* **Exercise instructions**: Give every line of the material again, exactly as written.

* **Given data**:
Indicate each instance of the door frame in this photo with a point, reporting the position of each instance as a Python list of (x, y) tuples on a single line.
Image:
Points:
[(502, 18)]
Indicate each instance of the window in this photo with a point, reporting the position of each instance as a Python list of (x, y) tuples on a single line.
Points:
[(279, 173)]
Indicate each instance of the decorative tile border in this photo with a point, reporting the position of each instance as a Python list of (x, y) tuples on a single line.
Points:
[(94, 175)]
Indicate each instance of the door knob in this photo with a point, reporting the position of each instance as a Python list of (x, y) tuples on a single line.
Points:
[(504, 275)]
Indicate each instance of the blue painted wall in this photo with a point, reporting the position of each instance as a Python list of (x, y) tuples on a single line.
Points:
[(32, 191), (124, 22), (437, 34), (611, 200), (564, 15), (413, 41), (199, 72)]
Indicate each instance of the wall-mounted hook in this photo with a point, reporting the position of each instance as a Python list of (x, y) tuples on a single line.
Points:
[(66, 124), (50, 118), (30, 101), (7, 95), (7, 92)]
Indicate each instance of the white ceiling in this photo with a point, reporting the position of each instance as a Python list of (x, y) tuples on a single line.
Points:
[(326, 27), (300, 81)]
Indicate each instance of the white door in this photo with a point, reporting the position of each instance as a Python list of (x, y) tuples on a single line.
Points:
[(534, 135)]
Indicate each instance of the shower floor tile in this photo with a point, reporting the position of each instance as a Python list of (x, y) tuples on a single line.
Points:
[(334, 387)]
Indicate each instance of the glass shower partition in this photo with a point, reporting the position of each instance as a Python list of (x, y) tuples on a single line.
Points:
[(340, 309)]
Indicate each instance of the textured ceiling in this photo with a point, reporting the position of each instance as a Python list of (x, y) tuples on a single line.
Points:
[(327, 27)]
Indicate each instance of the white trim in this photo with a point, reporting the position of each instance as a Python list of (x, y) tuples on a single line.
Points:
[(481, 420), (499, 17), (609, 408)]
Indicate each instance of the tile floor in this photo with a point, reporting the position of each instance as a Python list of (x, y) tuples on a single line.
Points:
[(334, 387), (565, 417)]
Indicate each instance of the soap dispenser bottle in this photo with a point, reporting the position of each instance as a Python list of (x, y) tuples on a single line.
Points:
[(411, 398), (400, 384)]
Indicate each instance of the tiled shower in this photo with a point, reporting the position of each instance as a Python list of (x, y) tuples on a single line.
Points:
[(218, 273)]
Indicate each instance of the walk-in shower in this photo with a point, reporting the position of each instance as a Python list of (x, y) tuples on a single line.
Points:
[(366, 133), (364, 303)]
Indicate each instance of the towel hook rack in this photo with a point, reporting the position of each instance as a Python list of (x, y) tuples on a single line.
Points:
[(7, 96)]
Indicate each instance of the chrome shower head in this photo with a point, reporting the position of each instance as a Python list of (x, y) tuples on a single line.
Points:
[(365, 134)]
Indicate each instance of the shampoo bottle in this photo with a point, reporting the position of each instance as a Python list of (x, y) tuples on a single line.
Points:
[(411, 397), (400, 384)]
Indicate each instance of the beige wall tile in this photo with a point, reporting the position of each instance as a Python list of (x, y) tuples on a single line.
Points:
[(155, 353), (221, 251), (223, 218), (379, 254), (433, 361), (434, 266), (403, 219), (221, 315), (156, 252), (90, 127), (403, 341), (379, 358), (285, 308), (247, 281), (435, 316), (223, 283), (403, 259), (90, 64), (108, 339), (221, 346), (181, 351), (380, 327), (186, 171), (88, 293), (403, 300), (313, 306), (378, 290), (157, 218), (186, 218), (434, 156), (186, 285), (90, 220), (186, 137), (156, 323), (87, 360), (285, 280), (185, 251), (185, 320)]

* **Result of this exercise**:
Indicate each instance of the door frame in this photo with a point, reporting the position of each instance as a Python list of (x, y) tuples on a single line.
Image:
Points:
[(502, 18)]
Indicate each instance of the window in this photo with a point, reporting the position of each instance as a Python list of (x, y) tuples on a single line.
Points:
[(279, 173)]
Indicate each instance of the decorative tile border in this photo with a point, reporting the position of each instance as a Python list of (x, y) tuples on a single line.
Points:
[(94, 175)]
Indicate each instance of the door knob in this photo with a point, reporting the position of each instance as a Python list of (x, y) tuples on a single line.
Points:
[(504, 275)]
Indicate each instance of the blue painted wall in this photo with a point, reporting the position of each instance as a Python list of (x, y) tuples on a single line.
Points:
[(32, 191), (124, 22), (437, 34), (611, 200), (564, 15), (413, 41), (199, 72)]
Indicate each instance of the wall-mounted hook in this photo with a point, reporting the position of each instance as a Python list of (x, y) tuples on a single line.
Points:
[(66, 124), (50, 118), (30, 101), (7, 95), (7, 92)]
Indicate each instance of the white ceiling in this photo with a point, reporting the position of each instance as a Python list of (x, y) tuples on a single line.
Points:
[(326, 27), (300, 81)]
Indicate each instance of the white door in this photo with a point, reporting the position of each instance as a Python list of (x, y) tuples on a single line.
Points:
[(534, 135)]
Indicate each instance of the shower floor tile in this photo with a point, reporting the position of each instance as a Python list of (x, y) tuples on a single line.
Points:
[(334, 387)]
Indicate each instance of the glass shower partition in this photo with a point, reporting the position of each instance as a Python list of (x, y) tuples on a single line.
Points:
[(340, 309)]
Indicate each instance of the textured ceiling in this photo with a point, reporting the position of each instance as a Python list of (x, y) tuples on a single line.
Points:
[(327, 27)]
Indicate each instance of the white trim in this photo with a point, reporting the position of each instance as a Python list of (x, y) tuples on a single line.
Points:
[(481, 420), (499, 17), (609, 408)]
Indicate each instance of the tile floor in this photo with a point, reporting the position of each instance as a Python list of (x, y) tuples on a single line.
Points:
[(334, 387), (565, 417)]
Indicate each instance of the soap dispenser bottle in this photo with a point, reporting the position of each instance as a Python list of (x, y) tuples on a single line.
Points:
[(411, 398), (400, 384)]
Indicate each instance of the tiled shower in this photo with a point, reporting the position of each instance as a Python list of (x, y) tuples on a single line.
Points:
[(218, 273)]
Indicate each instance of the walk-in shower in this photo with a point, reporting the position of each instance as a Python list of (x, y) tuples on a single line.
Points:
[(366, 133), (364, 303)]
Indicate each instance of the towel hook rack in this photo with a point, reporting the position of each instance as a Python list of (x, y) tuples on a single line.
Points:
[(7, 96)]
Indicate each instance of the chrome shower head in this photo with a point, reporting the position of each instance as a Python list of (x, y) tuples on a single line.
Points:
[(365, 134)]
Indicate each instance of the shampoo bottle in this photo with a point, reporting the position of each instance as a Python list of (x, y) tuples on a single line.
Points:
[(411, 397), (400, 384)]
Indicate each instance of the beige wall tile in this photo with a point, reporting the position of each instance as a Python list of (x, y) tuples on a single line.
Points:
[(155, 353), (221, 251), (223, 218), (379, 254), (433, 361), (434, 266), (403, 219), (221, 315), (156, 252), (90, 127), (403, 341), (379, 358), (285, 308), (247, 281), (435, 316), (223, 283), (403, 259), (90, 64), (108, 339), (221, 346), (181, 351), (380, 327), (186, 171), (88, 293), (403, 300), (313, 306), (378, 290), (157, 218), (186, 218), (434, 156), (186, 285), (90, 220), (186, 137), (156, 323), (87, 360), (285, 280), (185, 251), (185, 320)]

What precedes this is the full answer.